▶ **EXCERPT PROVIDED**
>>>>>

Power Through the ICD-10 Transition
While rumors are always swirling that ICD-10 implementation will once again be delayed, operationally, you have to continue to move forward and plan for conversion on October 1st , because literally the clock is ticking.
However, two bills currently in Congress may potentially affect implementation. The first, known as the Cutting Costly Codes Act of 2015 (H.R. 2126), reintroduced by Rep. Ted Poe (R-Texas), would prohibit the implementation of ICD-10 altogether. And this bill has the backing of incoming American Medical Association President Steven Stack, who told Healthcare Finance, “We believe the problems associated with ICD-10 are so substantial [that] we should not move forward with [it].” Instead, he added, “Let’s just get to ICD-11, and get it done properly.”
The second bill, sponsored by Rep. Diane Black (R-Tenn.), is known as the Increasing Clarity for Doctors by Transitioning Effectively Now Act (ICD-TEN Act). This bill would “require the Secretary of Health and Human Services (HHS) to provide for transparent testing to assess the transition under the Medicare fee-for-service claims processing system from the ICD-9 to the ICD-10 standard.”
Nevertheless, as a provider, you should be forging ahead with your organization’s implementation. Operationally, you should already have a project team in place and a project plan identifying your timeline, areas of responsibility for members of the project team and a training plan for the remainder of your staff. Your team should also be reviewing your current process flow to determine if changes are needed.
If your organization employs clinical staff, you should ensure that they are a part of your project team. Many ICD-9 codes do not have a direct, one-to-one link to ICD-10 codes. This will require scrubbing through your clinical documentation to determine the correct ICD-10 code or having staff spend hours of time on the phone calling physician’s offices to get the correct codes. Both of these processes could adversely affect your cash flow in October if you are not prepared.

<<<<<

▶ **DATA FOR REVIEW**
>>>>>

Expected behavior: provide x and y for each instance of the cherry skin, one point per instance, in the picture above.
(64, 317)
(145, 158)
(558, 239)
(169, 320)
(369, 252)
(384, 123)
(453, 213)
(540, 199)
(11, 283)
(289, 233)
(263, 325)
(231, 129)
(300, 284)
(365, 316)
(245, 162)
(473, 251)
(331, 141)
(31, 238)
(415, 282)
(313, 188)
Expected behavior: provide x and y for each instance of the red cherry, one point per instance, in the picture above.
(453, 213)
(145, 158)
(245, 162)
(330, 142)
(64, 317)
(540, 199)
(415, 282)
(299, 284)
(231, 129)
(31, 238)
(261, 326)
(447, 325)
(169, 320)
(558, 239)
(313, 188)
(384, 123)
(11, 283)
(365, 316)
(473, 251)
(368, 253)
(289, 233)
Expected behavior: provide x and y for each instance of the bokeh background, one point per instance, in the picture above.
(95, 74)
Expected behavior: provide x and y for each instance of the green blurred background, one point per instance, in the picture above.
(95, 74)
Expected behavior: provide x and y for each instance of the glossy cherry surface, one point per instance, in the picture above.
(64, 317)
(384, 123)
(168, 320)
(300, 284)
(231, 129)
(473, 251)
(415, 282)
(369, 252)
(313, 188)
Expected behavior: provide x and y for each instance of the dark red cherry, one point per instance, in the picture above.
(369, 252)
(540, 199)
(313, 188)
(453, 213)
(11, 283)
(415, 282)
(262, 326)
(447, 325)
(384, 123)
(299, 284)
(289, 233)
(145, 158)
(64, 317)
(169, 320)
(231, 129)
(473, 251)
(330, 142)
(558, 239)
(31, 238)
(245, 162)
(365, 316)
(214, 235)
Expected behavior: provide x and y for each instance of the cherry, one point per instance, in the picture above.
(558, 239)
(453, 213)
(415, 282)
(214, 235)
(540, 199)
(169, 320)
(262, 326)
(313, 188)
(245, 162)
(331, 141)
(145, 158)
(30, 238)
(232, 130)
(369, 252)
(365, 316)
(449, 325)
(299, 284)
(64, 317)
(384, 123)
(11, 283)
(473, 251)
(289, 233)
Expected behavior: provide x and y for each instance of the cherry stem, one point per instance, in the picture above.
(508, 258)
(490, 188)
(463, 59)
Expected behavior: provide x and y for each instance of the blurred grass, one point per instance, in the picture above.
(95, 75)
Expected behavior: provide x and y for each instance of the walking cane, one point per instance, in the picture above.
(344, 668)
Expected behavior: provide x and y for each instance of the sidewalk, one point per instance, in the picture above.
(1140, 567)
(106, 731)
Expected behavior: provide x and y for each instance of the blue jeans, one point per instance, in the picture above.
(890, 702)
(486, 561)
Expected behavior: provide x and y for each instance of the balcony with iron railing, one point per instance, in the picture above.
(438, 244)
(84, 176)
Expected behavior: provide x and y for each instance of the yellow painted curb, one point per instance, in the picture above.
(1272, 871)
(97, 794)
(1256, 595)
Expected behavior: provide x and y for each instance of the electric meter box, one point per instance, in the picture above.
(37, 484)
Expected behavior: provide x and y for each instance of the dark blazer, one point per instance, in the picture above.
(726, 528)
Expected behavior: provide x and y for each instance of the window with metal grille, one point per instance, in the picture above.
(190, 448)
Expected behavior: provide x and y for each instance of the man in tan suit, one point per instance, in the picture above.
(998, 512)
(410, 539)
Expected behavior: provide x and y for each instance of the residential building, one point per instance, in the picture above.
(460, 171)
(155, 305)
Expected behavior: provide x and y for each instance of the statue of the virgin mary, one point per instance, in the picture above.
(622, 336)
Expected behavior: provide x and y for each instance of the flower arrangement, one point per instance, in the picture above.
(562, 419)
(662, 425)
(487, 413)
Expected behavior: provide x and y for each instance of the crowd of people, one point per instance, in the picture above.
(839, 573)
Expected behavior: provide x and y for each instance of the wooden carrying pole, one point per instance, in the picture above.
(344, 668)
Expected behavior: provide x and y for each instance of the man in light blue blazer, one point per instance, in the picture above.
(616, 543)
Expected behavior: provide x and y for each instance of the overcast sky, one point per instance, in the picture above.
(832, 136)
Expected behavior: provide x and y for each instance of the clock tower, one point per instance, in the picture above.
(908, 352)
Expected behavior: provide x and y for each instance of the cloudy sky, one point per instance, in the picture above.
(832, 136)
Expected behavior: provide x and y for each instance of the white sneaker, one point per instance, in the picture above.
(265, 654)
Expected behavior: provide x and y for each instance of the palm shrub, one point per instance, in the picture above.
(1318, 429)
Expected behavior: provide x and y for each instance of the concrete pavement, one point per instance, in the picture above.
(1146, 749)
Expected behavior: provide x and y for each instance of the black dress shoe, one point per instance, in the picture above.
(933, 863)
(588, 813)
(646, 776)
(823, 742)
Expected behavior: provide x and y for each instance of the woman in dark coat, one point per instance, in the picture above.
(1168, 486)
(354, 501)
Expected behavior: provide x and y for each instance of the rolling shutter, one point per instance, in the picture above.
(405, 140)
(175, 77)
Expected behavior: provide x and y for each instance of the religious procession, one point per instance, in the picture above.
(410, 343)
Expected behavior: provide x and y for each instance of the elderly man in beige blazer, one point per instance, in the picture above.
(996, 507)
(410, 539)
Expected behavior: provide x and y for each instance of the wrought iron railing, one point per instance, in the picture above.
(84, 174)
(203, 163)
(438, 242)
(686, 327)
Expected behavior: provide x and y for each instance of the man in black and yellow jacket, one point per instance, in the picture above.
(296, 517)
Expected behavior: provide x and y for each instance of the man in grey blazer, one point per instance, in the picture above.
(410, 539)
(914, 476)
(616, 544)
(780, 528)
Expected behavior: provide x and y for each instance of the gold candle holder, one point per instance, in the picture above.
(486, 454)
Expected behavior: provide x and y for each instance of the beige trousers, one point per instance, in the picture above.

<<<<<

In the article on the ICD-10 transition, who reintroduced the Cutting Costly Codes Act of 2015?

▶ **YOUR RESPONSE**
Rep. Ted Poe (R-Texas)